Note for perf 原理和實務

Note for perf 原理和實務

藉由 perf，應用程式可以利用 PMU (Performance Monitoring Unit), tracepoint 和核心內部的特殊計數器 (counter) 來進行統計，另外還能同時分析運行中的核心程式碼，從而更全面了解應用程式中的效能瓶頸。

perf 基本原理是對目標進行取樣，紀錄特定的條件下所偵測的事件是否發生以及發生的次數。

例如根據 tick 中斷進行取樣，即在 tick 中斷內觸發取樣點，在取樣點裡判斷行程 (process) 當時的 context。假如一個行程 90% 的時間都花費在函式 foo() 上，那麼 90% 的取樣點都應該落在函式 foo() 中。

Perf 可取樣的事件非常多，可以分析 Hardware event，如 cpu-cycles、instructions 、cache-misses、branch-misses …等等。

其餘 event types 如 Software event 或 Tracepoint event。

知道了 cpu-cycles、instructions 我們可以了解 Instruction per cycle 是多少，進而判斷程式碼有沒有好好利用 CPU

某 CPU IP 公司的面試題目

cache-misses 可以曉得是否有善用 Locality of reference ，branch-misses 多了是否導致嚴重的 pipeline hazard？

安裝

check processes status: journalctl -xe

範例

on my GitHub: perf_top_example.c

背景知識

硬體特性之branch prediction

\to

對照閱讀: Fast and slow if-statements: branch prediction in modern processors

However, the problem is that modern processors don’t track history for each branching instruction separately.

Branch Target Buffer

\to

編譯器提供的輔助機制: Branch Patterns, Using GCC

Rule #1: Forward branches are not likely to be taken

Forward branches are generated for if statements.
The rationale for making them not likely to be taken is that the processor can take advantage of the fact that instructions following the branch instruction may already be placed in the instruction buffer inside the Instruction Unit.

When writing an if-else statement, always make the "then" block more likely to be executed than the else block, so the processor can take advantage of instructions already placed in the instruction fetch buffer.

Also, rewrite your ifs that prematurely terminate the function via a return when they are unlikely to occur to the "else block", which should be the rule for error conditions.

□ □ □ □ □

● 必做任務:
A – 在下方的資料列中找出所有含有字串"pillar"的行，並逐行照抄出來。
B – 請接續上方這篇關於 perf 原理與實務的筆記，從最後一句之後往下寫。

[點位標註集中的資料列]
□ □ □ □ □

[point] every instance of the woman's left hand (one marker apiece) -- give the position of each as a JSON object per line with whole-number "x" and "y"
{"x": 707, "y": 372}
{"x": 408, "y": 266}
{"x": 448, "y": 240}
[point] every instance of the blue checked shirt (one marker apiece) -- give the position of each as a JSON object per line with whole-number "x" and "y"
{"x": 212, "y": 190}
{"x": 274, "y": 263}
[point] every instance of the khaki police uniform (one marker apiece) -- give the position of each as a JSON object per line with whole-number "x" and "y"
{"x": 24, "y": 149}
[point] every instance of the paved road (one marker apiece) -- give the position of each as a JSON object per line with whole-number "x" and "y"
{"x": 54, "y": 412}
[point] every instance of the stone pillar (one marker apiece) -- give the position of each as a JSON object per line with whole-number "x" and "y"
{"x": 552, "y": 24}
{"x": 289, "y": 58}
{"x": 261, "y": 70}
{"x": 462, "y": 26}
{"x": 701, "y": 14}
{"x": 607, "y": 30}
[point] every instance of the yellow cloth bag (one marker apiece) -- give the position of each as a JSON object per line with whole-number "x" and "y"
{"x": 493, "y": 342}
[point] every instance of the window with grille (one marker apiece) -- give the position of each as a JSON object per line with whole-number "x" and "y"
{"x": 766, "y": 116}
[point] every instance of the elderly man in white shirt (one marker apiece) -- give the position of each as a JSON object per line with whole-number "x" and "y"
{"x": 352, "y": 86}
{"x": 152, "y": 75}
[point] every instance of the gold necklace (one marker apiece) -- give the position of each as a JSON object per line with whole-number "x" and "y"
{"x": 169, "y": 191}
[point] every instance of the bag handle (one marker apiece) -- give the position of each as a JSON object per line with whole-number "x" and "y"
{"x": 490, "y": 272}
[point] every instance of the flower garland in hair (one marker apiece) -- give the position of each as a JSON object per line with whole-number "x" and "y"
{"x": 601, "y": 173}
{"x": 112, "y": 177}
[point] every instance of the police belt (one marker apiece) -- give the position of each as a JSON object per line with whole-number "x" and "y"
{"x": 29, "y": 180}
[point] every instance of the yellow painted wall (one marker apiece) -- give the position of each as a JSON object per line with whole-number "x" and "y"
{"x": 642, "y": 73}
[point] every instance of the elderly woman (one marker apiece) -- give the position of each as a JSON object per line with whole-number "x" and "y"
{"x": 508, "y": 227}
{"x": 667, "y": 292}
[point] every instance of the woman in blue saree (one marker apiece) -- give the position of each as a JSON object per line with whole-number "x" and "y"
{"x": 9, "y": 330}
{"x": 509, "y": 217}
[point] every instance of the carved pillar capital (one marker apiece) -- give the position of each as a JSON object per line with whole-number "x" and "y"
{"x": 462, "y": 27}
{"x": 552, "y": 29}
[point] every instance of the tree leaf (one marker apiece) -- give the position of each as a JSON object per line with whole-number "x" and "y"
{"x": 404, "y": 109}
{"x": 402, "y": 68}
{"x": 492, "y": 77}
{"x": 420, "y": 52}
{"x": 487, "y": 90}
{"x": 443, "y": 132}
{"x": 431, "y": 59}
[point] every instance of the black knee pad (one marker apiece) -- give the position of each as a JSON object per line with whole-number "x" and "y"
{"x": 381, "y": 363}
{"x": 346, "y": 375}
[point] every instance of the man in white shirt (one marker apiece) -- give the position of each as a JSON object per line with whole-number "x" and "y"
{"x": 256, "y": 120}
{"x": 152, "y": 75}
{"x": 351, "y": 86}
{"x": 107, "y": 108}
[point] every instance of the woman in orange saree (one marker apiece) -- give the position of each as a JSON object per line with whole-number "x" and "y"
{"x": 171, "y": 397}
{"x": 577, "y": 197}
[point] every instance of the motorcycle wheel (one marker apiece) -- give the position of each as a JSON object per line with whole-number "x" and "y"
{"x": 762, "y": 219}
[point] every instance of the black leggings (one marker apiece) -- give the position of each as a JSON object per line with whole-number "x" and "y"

□ □ □ □ □

● 各題答案:
A –
[point] every instance of the stone pillar (one marker apiece) -- give the position of each as a JSON object per line with whole-number "x" and "y"
[point] every instance of the carved pillar capital (one marker apiece) -- give the position of each as a JSON object per line with whole-number "x" and "y"

B –
ptr = malloc(sizeof(some_structure));
if (ptr == NULL)
{
    return -1;
}
/*
Malloc successful, continue execution.
*/

Might be instead:

ptr = malloc(sizeof(some_structure));
if (ptr != NULL)
{
    /*
    Malloc successful, continue execution.
    */
}
else
{
    return -1;
}

把不常執行到的 code (errors) 放到 else 中，以減少 branch mis-prediction 的次數

Rule #2: Backward branches are likely to be taken

Backward branches are generated for while, do-while and for statements

The reason to make them likely is that loops are generally executed one or more times, so the branch at the end of the loop that tests for the condition is likely to be taken.

It's important to note that the compiler rearranges the while and for loops to make the test at the end. It's a good optimization that will save a branch instruction

e.g.:

int while_test( int a, int b, int c )
{
  int count;

  while ( c < a )
  {
    c += b;
    a--;
    count++;
  }

  return (count);
}

The optimization version which checking loop condition on the end:

while_test:
    stwu 1,-16(1) # allocate stack
    b .L9         # jump to condition test
.L11:
    add 5,5,4     # c += b
    addi 3,3,-1   # a--
    addi 9,9,1    # count++
.L9:
    cmpw 7,5,3    # check c < a
    blt+ 7,.L11   # iterate if true
    mr 3,9        #  = count
    addi 1,1,16   # restore stack
    blr # return

The version of loop that test at the beginning:

while_test:
    stwu 1,-16(1) # allocate stack
    #b .L9         # jump to condition test
.L9:
    cmpw 7,5,3    # check c < a
    bge+ 7,.END   # iterate if true
.L11:
    add 5,5,4     # c += b
    addi 3,3,-1   # a--
    addi 9,9,1    # count++
    b .L9         # the extra unconditional branch
.END:
    mr 3,9        #  = count
    addi 1,1,16   # restore stack
    blr # return

The number of branch instructions is not reduced. The differences are: the uncoditional branch jumps the conditional test (.L9) be moved after the action of the loop and change the conditional branch to jump to the end or the loop (blt+) to bge then jump to a newly-added label, .END.

This however adds a constraint to the compiler that prevents it from further optimizing the code. In order to put the test at the end of the loop and save one branch instruction, the compiler generates an unconditional branch before the start of the loop that will be executed only once and jumps to the condition test at the end.

while_test:
    stwu 1,-16(1) # allocate stack
    b .L9         # jump to condition test
.L11:
    ...
.L9: 
    cmpw 7,5,3    # check c < a
    blt+ 7,.L11   # iterate if true
    ...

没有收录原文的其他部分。